» **Extrait du texte**:
^^^^^^^^^^^^^^^^
Sur le plan national, le Burkina vient de lancer une campagne nationale d’alphabétisation. Va-t-on assister à une répétition de l’opération "Alpha commando" du nom de celle qui avait été entreprise par simple volontarisme du temps de la Révolution ? La campagne d’alphabétisation qui vient d’être inaugurée à grand renfort de publicité doit, cette fois-ci, aller jusqu’au bout. Sous n’importe quel prétexte, il ne faut pas s’arrêter en chemin. Comme on le voit, aujourd’hui les opérations "Bantaaré" ne rappellent plus rien dans l’esprit des personnes qui les ont suivies.

La campagne d’information/communication qui a été lancée par les plus hautes autorités du Burkina Faso va mobiliser de très nombreux partenaires au développement. Le secteur privé, les associations de la société civile, tout le monde est concerné par la présente campagne qui ne doit pas se révéler être un feu de paille. C’est une oeuvre de longue haleine que vient d’initier le Burkina Faso, oeuvre qui doit être menée jusqu’à son terme. La preuve de la nécessité d’intensifier les apprentissages est donnée par l’engouement des populations sur la revue de presse de Sid-naaba sur la radio Savane FM tous les matins. Si la femme ou l’homme qui a son récepteur collé à l’oreille avait la possibilité de lire les informations sur un support dans sa langue maternelle, ce serait un grand bond pour lui, un plus pour son auto- promotion. L’engouement des populations pour cette tranche des émissions de Savane FM montre que leur quête d’alphabétisation est grande.
^^^^^^^^^^^^^^^^
» **Enregistrements fournis**:
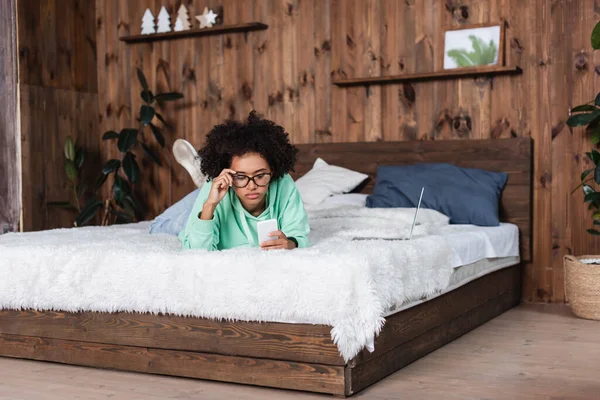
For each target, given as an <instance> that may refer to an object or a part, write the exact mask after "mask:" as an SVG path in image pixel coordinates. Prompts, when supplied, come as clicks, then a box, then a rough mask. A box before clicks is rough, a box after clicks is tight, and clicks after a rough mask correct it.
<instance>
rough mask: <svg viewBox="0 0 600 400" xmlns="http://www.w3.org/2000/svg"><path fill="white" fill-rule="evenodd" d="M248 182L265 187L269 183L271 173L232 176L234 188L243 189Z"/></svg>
mask: <svg viewBox="0 0 600 400" xmlns="http://www.w3.org/2000/svg"><path fill="white" fill-rule="evenodd" d="M250 181H252V182H254V184H255V185H256V186H261V187H264V186H267V185H268V184H269V182H271V173H270V172H265V173H262V174H258V175H254V176H247V175H241V174H237V175H233V186H235V187H236V188H240V189H241V188H245V187H246V186H248V184H249V183H250Z"/></svg>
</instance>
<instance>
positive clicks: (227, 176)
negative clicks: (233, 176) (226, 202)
mask: <svg viewBox="0 0 600 400" xmlns="http://www.w3.org/2000/svg"><path fill="white" fill-rule="evenodd" d="M235 173H236V172H235V171H234V170H232V169H228V168H225V169H224V170H223V171H221V174H220V175H219V176H217V177H216V178H215V179H213V182H212V186H211V188H210V193H209V194H208V198H207V199H206V201H205V202H204V205H203V206H202V211H201V212H200V214H199V215H198V218H200V219H203V220H211V219H213V216H214V213H215V209H216V208H217V205H218V204H219V202H221V200H223V198H224V197H225V195H226V194H227V191H228V190H229V188H230V187H231V186H232V185H233V176H232V175H235Z"/></svg>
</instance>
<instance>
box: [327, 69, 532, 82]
mask: <svg viewBox="0 0 600 400" xmlns="http://www.w3.org/2000/svg"><path fill="white" fill-rule="evenodd" d="M522 72H523V70H522V69H521V68H519V67H502V66H501V67H497V66H493V67H475V68H457V69H450V70H444V71H435V72H417V73H411V74H405V75H391V76H374V77H370V76H369V77H361V78H351V79H338V80H334V81H332V83H333V84H334V85H337V86H368V85H387V84H390V83H402V82H425V81H435V80H447V79H460V78H476V77H479V76H494V75H518V74H521V73H522Z"/></svg>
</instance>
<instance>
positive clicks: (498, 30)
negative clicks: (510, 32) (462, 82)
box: [444, 21, 504, 69]
mask: <svg viewBox="0 0 600 400" xmlns="http://www.w3.org/2000/svg"><path fill="white" fill-rule="evenodd" d="M486 65H487V66H489V65H498V66H501V65H504V21H501V22H499V23H496V24H481V25H464V26H462V27H460V28H457V29H451V30H447V31H446V32H444V69H455V68H476V67H481V66H486Z"/></svg>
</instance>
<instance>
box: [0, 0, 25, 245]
mask: <svg viewBox="0 0 600 400" xmlns="http://www.w3.org/2000/svg"><path fill="white" fill-rule="evenodd" d="M16 56H17V21H16V5H15V0H5V1H1V2H0V93H2V96H0V177H1V178H0V235H1V234H3V233H5V232H9V231H17V230H19V217H20V212H21V189H20V179H21V168H20V165H21V162H20V160H19V157H20V150H19V147H20V146H19V141H20V134H19V121H18V117H17V115H18V103H17V93H18V84H17V57H16Z"/></svg>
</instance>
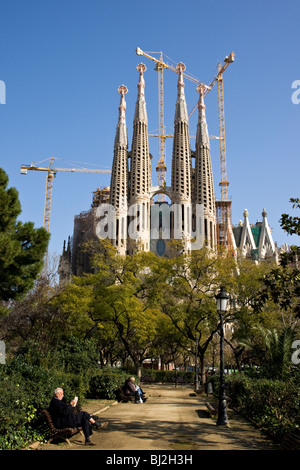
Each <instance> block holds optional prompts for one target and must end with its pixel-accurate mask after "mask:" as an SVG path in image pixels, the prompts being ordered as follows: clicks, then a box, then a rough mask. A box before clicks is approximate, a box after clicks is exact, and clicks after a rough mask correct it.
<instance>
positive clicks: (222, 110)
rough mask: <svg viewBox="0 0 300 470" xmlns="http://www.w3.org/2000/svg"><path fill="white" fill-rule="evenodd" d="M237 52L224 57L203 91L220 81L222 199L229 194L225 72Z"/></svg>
^^^^^^^^^^^^^^^^
» **Consigne 1**:
Relevez tous les noms propres de pays, d'opérations, de personnes et de stations de radio qui figurent dans l'extrait sur la campagne d'alphabétisation.
» **Consigne 2**:
Comptez les lignes des enregistrements contenant la chaîne "then", en tenant compte de la casse, et donnez seulement le nombre obtenu.
L'extrait et les enregistrements constituent deux matériaux indépendants l'un de l'autre.

» **Réponse rédigée 1**:
Burkina Faso, Alpha commando, Bantaaré, Sid-naaba, Savane FM

» **Réponse rédigée 2**:
2